§ DATA FOR PROCESSING:
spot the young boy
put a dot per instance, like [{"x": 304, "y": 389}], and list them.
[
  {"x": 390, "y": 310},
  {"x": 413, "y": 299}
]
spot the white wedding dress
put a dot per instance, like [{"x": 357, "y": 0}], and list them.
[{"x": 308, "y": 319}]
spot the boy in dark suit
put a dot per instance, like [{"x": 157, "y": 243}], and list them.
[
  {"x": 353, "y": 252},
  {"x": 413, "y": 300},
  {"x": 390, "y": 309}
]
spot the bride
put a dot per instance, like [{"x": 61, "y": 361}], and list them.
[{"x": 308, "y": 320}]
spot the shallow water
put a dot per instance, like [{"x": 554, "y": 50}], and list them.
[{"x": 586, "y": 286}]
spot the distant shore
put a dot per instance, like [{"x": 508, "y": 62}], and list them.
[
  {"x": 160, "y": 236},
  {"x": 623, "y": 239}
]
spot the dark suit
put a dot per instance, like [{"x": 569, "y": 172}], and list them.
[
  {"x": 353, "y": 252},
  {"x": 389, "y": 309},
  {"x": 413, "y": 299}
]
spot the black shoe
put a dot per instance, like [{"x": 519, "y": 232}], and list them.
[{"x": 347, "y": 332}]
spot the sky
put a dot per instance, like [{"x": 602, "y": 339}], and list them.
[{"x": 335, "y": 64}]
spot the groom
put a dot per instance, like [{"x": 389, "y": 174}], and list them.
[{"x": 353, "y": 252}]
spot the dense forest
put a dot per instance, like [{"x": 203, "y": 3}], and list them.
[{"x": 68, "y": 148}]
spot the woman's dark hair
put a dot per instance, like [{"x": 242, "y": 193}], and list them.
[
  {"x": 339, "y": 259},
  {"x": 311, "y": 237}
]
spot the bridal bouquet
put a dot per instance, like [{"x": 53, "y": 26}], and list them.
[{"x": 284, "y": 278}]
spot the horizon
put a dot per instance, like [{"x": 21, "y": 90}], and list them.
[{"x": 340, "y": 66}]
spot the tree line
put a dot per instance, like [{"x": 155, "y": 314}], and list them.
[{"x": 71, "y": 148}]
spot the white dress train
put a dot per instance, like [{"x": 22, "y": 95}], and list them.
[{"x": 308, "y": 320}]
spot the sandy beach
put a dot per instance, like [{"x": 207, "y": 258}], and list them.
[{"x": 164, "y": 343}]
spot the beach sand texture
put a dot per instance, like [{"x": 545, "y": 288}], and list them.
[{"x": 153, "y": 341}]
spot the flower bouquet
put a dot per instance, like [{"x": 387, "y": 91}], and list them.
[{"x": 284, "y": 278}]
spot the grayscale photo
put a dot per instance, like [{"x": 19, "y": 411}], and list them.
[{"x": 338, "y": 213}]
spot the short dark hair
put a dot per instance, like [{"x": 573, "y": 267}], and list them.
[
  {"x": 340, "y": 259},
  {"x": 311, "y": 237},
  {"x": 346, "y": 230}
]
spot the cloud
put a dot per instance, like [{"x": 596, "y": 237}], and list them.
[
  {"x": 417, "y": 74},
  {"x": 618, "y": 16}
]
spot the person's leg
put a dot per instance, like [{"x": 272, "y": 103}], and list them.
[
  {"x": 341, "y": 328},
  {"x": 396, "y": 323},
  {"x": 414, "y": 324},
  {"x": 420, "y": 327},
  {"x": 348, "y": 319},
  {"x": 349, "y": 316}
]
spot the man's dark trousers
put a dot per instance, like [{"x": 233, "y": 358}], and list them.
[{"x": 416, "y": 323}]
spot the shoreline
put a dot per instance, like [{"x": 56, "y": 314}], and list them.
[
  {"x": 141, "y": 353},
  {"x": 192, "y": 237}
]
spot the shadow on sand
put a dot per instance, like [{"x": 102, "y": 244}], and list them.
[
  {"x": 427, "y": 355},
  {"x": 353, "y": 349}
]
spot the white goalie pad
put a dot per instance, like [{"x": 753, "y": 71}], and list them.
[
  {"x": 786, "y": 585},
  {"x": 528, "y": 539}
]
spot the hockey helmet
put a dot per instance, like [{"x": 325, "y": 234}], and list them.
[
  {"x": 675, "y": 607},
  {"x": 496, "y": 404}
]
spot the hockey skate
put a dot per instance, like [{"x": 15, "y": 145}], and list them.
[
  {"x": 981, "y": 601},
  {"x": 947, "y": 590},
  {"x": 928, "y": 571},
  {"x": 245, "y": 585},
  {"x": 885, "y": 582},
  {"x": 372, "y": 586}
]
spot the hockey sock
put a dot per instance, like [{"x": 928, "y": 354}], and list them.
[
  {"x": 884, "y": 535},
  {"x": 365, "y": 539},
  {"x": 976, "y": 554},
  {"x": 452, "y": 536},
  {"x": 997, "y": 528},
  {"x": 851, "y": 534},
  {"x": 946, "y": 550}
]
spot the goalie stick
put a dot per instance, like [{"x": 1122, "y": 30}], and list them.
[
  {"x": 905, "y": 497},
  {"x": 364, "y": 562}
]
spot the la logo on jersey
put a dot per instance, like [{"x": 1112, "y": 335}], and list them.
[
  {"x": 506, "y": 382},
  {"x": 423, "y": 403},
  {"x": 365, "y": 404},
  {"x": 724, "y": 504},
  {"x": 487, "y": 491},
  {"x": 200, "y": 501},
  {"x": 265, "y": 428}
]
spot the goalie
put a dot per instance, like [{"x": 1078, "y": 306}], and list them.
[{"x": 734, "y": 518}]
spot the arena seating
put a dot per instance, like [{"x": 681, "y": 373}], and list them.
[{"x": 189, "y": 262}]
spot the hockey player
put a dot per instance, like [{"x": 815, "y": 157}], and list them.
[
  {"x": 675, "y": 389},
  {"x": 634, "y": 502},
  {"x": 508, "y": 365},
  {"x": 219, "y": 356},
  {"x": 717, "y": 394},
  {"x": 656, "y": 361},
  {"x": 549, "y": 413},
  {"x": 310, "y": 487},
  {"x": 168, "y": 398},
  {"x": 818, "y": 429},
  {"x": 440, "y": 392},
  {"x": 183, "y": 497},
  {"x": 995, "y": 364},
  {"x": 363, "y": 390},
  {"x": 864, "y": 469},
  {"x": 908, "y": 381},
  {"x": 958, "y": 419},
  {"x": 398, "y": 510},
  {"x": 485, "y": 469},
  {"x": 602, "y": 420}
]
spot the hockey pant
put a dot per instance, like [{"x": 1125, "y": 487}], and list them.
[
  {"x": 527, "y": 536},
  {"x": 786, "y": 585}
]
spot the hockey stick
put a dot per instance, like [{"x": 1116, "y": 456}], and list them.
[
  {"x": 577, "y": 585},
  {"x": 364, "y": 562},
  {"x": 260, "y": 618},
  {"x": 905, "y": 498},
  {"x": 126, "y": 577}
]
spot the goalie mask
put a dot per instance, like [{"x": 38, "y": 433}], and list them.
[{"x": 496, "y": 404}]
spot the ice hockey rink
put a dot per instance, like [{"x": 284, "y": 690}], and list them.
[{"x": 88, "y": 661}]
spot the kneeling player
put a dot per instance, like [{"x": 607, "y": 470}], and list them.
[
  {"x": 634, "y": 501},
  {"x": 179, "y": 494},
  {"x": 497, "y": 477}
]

§ TASK GOAL: Would you set down every record again, exactly as it appears above?

§ WRITTEN ANSWER:
spot the young boy
put a dot per instance, like [{"x": 304, "y": 389}], and list them.
[
  {"x": 390, "y": 310},
  {"x": 413, "y": 299}
]
spot the white wedding dress
put a dot per instance, like [{"x": 357, "y": 0}], and list them.
[{"x": 308, "y": 319}]
spot the boy in dark suit
put a dot per instance, like [{"x": 157, "y": 243}], and list them.
[
  {"x": 353, "y": 252},
  {"x": 413, "y": 300},
  {"x": 390, "y": 309}
]
spot the bride
put a dot per instance, like [{"x": 61, "y": 361}], and list them.
[{"x": 308, "y": 320}]
spot the shallow water
put a dot per instance, like [{"x": 554, "y": 50}], and list them.
[{"x": 586, "y": 286}]
spot the distant shore
put a dot per instance, like [{"x": 508, "y": 62}], and list them.
[
  {"x": 160, "y": 236},
  {"x": 623, "y": 239}
]
spot the dark suit
put a dot per instance, like [{"x": 569, "y": 172}], and list them.
[
  {"x": 353, "y": 252},
  {"x": 389, "y": 309},
  {"x": 413, "y": 299}
]
spot the black shoe
put a dot per instance, like [{"x": 519, "y": 232}], and list them.
[{"x": 347, "y": 332}]
spot the sky
put a dot per instance, like [{"x": 602, "y": 339}], and list them.
[{"x": 335, "y": 64}]
spot the groom
put a dot per instance, like [{"x": 389, "y": 174}], and list them.
[{"x": 353, "y": 252}]
spot the dense forest
put a dot per instance, like [{"x": 203, "y": 3}], and list them.
[{"x": 68, "y": 148}]
spot the woman's dark hair
put a dot per instance, like [{"x": 242, "y": 193}], and list them.
[
  {"x": 339, "y": 259},
  {"x": 311, "y": 237}
]
spot the bridal bouquet
put a dot per instance, like [{"x": 53, "y": 26}], and list them.
[{"x": 284, "y": 278}]
spot the horizon
put a dot per instance, like [{"x": 21, "y": 90}], and list them.
[{"x": 340, "y": 66}]
spot the tree line
put a dot per instance, like [{"x": 155, "y": 314}], and list them.
[{"x": 71, "y": 148}]
spot the white dress train
put a dot per instance, like [{"x": 22, "y": 95}], and list them.
[{"x": 308, "y": 320}]
spot the sandy beach
put a dot per instance, like [{"x": 207, "y": 258}], and list them.
[{"x": 164, "y": 343}]
spot the beach sand texture
put a dot per instance, like [{"x": 545, "y": 288}], and list them.
[{"x": 153, "y": 341}]
spot the flower bouquet
put a dot per instance, like [{"x": 387, "y": 91}], and list them.
[{"x": 284, "y": 278}]
spot the grayscale photo
put a dot per instance, like [{"x": 19, "y": 411}], and list them.
[{"x": 338, "y": 213}]
spot the short dark hair
put a dot per instance, like [{"x": 573, "y": 267}], and list them.
[
  {"x": 340, "y": 259},
  {"x": 311, "y": 237},
  {"x": 346, "y": 230}
]
spot the cloud
put a dot per instance, like [{"x": 596, "y": 237}], and list them.
[
  {"x": 417, "y": 74},
  {"x": 618, "y": 16}
]
spot the person's leg
put a dot per instance, like [{"x": 272, "y": 103}], and list them.
[
  {"x": 341, "y": 328},
  {"x": 396, "y": 323},
  {"x": 414, "y": 324},
  {"x": 420, "y": 327},
  {"x": 348, "y": 319},
  {"x": 349, "y": 316}
]
spot the man's dark trousers
put a dot per instance, like [{"x": 233, "y": 358}], and list them.
[{"x": 416, "y": 323}]
spot the shoreline
put a dot per instance, like [{"x": 56, "y": 314}], and list them.
[
  {"x": 141, "y": 353},
  {"x": 192, "y": 237}
]
spot the shadow on sand
put a dot per instance, like [{"x": 102, "y": 244}], and list them.
[
  {"x": 427, "y": 355},
  {"x": 353, "y": 349}
]
spot the white goalie pad
put a dot per instance, like [{"x": 753, "y": 71}], and list them.
[
  {"x": 786, "y": 585},
  {"x": 528, "y": 539}
]
spot the hockey helmet
put a dot per instance, like [{"x": 325, "y": 234}], and list them.
[
  {"x": 675, "y": 607},
  {"x": 496, "y": 404}
]
spot the hockey skate
put a dot per instance, like [{"x": 15, "y": 145}], and list them.
[
  {"x": 981, "y": 601},
  {"x": 947, "y": 590},
  {"x": 928, "y": 571},
  {"x": 245, "y": 585},
  {"x": 885, "y": 582},
  {"x": 372, "y": 586}
]
spot the hockey sock
put a dot per instance, like [{"x": 928, "y": 354}], and list them.
[
  {"x": 884, "y": 535},
  {"x": 365, "y": 539},
  {"x": 976, "y": 554},
  {"x": 452, "y": 536},
  {"x": 997, "y": 528},
  {"x": 851, "y": 534},
  {"x": 946, "y": 550}
]
spot the goalie stick
put a dot per instance, like [{"x": 1122, "y": 30}], and list them.
[
  {"x": 905, "y": 497},
  {"x": 364, "y": 562}
]
spot the la logo on jersey
put a dot per instance, like [{"x": 1112, "y": 335}], and list them.
[
  {"x": 506, "y": 382},
  {"x": 423, "y": 403},
  {"x": 365, "y": 404},
  {"x": 724, "y": 504},
  {"x": 487, "y": 491},
  {"x": 200, "y": 501},
  {"x": 265, "y": 428}
]
spot the goalie
put a dot per instance, like [{"x": 1078, "y": 306}], and list them.
[{"x": 734, "y": 518}]
spot the arena seating
put a dot per instance, like [{"x": 681, "y": 373}], and list them.
[{"x": 189, "y": 262}]
spot the hockey player
put a dot per instance, like [{"x": 815, "y": 157}], and list them.
[
  {"x": 675, "y": 389},
  {"x": 634, "y": 502},
  {"x": 508, "y": 365},
  {"x": 219, "y": 356},
  {"x": 717, "y": 394},
  {"x": 656, "y": 361},
  {"x": 549, "y": 413},
  {"x": 310, "y": 487},
  {"x": 168, "y": 398},
  {"x": 818, "y": 429},
  {"x": 440, "y": 392},
  {"x": 183, "y": 497},
  {"x": 995, "y": 364},
  {"x": 363, "y": 390},
  {"x": 864, "y": 469},
  {"x": 908, "y": 381},
  {"x": 958, "y": 419},
  {"x": 398, "y": 510},
  {"x": 485, "y": 469},
  {"x": 602, "y": 420}
]
spot the hockey pant
put a dot per instance, like [{"x": 1125, "y": 487}], and list them.
[
  {"x": 527, "y": 536},
  {"x": 786, "y": 585}
]
spot the hockey stick
put a dot per instance, like [{"x": 1116, "y": 456}], and list them.
[
  {"x": 577, "y": 585},
  {"x": 364, "y": 562},
  {"x": 260, "y": 618},
  {"x": 905, "y": 498},
  {"x": 126, "y": 577}
]
spot the goalie mask
put a dot per instance, like [{"x": 38, "y": 433}], and list them.
[{"x": 496, "y": 404}]
spot the ice hockey rink
put a dot per instance, like [{"x": 284, "y": 690}], and list them.
[{"x": 88, "y": 661}]
spot the kneeling player
put a dot per instance, like [{"x": 607, "y": 470}], and list them.
[
  {"x": 634, "y": 501},
  {"x": 179, "y": 494},
  {"x": 497, "y": 477}
]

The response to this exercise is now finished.